=== To do ===
1. In the forum thread, by what time does mpmorr say he should be there?
2. Reproduce the forum thread from "## duckhuntinsailor" up to and including "gas that way.".

Come on bluffman, I'm in a horn


----------



## mpmorr

I am in I have a jet standing by. I should be there by 15:00. Wait for me.:letsdrink


----------



## wshaw

Please take pictures of yourself and crew so we can identify the bodies.


----------



## Bigg J

Oh yea, gonna take pics of them big tuners we get.


----------



## one big one

Man thats dedication or crazy, I'll take a rain check. :nonono


----------



## User1265

Sweet.......if I bring my wake board will you tow me out?


----------



## true-king

I'm planning on taking my yak out off the beach for a little bit this evening, but after that I'm in...oke










The surfs not that big, just a bad camera angle...oke


----------



## Bigg J

Man I've been on the beach all day and it is apeing ass out there


----------



## duckhuntinsailor

It *might* not be a bad idea... I was flying over the gulf today and there is some beautiful blue water course 183/ 48 miles from Sherman field. The waves and the bands of clouds were amazing.


----------



## 401 Cay

Just wait a few hours and the pertronius may show up ON pesacola beach.. you will save some gas that way.


----------



## ul412al

I think you can make it....to Joe Pattis, but it's gonna' be a wet ride.


----------

=== Data supplied ===

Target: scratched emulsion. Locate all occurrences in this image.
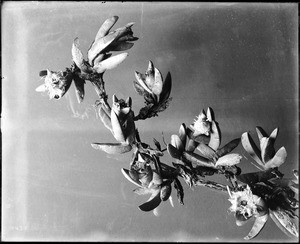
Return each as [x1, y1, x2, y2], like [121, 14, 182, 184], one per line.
[1, 2, 299, 242]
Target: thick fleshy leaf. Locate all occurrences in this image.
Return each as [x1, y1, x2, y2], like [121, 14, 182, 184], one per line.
[171, 135, 185, 153]
[270, 208, 299, 238]
[197, 143, 218, 162]
[159, 72, 172, 102]
[160, 184, 172, 201]
[72, 37, 84, 69]
[134, 71, 152, 94]
[91, 143, 132, 154]
[215, 153, 242, 167]
[241, 132, 265, 169]
[73, 75, 85, 103]
[206, 107, 215, 122]
[260, 137, 275, 164]
[88, 32, 118, 65]
[152, 68, 163, 96]
[94, 53, 128, 74]
[145, 61, 155, 91]
[216, 138, 241, 157]
[255, 126, 268, 141]
[139, 189, 161, 212]
[265, 147, 287, 169]
[109, 41, 134, 52]
[121, 168, 142, 187]
[244, 214, 269, 240]
[99, 105, 112, 132]
[167, 144, 182, 159]
[186, 140, 199, 152]
[179, 123, 186, 148]
[182, 151, 215, 168]
[208, 120, 221, 151]
[95, 16, 119, 40]
[35, 84, 47, 92]
[110, 109, 126, 142]
[174, 178, 184, 205]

=== Answers to the exercise ===
1. 15:00

2.
## duckhuntinsailor

It *might* not be a bad idea... I was flying over the gulf today and there is some beautiful blue water course 183/ 48 miles from Sherman field. The waves and the bands of clouds were amazing.


----------



## 401 Cay

Just wait a few hours and the pertronius may show up ON pesacola beach.. you will save some gas that way.